[Region labeling material]
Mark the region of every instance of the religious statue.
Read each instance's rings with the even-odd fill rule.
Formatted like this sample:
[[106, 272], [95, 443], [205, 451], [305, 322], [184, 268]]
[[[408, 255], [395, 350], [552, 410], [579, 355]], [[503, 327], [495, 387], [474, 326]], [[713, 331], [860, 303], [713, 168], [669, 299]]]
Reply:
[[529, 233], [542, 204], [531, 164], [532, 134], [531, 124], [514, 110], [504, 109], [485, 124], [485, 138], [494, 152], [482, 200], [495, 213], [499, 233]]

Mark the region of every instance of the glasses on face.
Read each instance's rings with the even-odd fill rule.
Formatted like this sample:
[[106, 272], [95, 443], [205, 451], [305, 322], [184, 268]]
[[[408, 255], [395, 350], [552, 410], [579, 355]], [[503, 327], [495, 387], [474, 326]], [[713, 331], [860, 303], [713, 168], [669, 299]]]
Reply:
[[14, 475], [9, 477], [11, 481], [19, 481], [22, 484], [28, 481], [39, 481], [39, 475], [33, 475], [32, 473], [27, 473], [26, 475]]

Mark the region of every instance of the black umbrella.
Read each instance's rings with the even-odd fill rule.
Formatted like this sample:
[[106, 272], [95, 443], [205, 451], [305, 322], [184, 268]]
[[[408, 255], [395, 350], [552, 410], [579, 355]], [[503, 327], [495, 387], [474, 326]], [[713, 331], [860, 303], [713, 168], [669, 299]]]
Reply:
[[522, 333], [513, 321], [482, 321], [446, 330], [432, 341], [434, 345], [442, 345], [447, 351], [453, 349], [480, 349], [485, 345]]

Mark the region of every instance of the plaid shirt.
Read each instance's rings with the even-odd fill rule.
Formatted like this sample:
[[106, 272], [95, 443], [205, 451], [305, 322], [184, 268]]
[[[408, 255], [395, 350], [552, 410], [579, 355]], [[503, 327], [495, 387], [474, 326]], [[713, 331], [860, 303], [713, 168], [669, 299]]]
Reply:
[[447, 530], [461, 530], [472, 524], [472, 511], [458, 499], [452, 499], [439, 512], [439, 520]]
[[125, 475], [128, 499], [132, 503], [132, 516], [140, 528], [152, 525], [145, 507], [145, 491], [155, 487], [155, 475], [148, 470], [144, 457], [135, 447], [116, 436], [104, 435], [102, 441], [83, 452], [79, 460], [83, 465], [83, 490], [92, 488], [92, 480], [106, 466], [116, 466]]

• **What this task involves**:
Copy everything from the line containing "Mark the region of every instance of the plaid" down to the end of the material, keeping each line unchanged.

• **Worked solution**:
Mark the region of every instance of the plaid shirt.
Read each instance's rings with the even-odd fill rule.
Formatted like this sample:
[[106, 272], [95, 443], [205, 451], [305, 322], [184, 268]]
[[[408, 255], [395, 350], [552, 410], [579, 355]], [[503, 327], [495, 387], [474, 326]], [[713, 331], [860, 303], [713, 168], [669, 299]]]
Reply:
[[447, 530], [461, 530], [472, 524], [472, 511], [458, 499], [452, 499], [439, 512], [439, 520]]
[[125, 475], [128, 499], [132, 503], [132, 516], [140, 528], [152, 525], [145, 507], [145, 491], [155, 487], [155, 475], [148, 470], [144, 457], [135, 447], [116, 436], [104, 435], [102, 441], [83, 452], [79, 460], [83, 465], [83, 490], [92, 488], [92, 480], [106, 466], [116, 466]]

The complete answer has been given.